*** Block opens ***

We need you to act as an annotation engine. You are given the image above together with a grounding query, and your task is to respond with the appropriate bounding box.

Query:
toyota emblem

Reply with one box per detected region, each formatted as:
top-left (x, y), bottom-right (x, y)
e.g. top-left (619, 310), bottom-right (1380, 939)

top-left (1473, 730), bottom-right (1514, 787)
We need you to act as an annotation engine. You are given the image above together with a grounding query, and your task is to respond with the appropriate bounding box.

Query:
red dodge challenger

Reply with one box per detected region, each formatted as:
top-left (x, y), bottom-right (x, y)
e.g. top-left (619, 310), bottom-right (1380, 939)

*** Block closes ***

PROBLEM TO WORK ON.
Would you please give all of the records again exactly as they stand?

RESPONSE TO THIS EXERCISE.
We need you to act as an annotation engine. You are given the image above together with a grounding query, and your task is to respond with the appropriate bounding box.

Query:
toyota emblem

Reply with one box per detected region, each formatted as:
top-left (x, y), bottom-right (x, y)
e.g. top-left (619, 310), bottom-right (1380, 939)

top-left (1473, 730), bottom-right (1514, 787)
We need you to act as an annotation engine. You are given the image above together with a grounding query, and your task is to respond with the appropriate bounding box.

Query:
red dodge challenger

Reply with one box per detected region, each formatted as:
top-left (x, y), bottom-right (x, y)
e.g. top-left (619, 310), bottom-right (1380, 939)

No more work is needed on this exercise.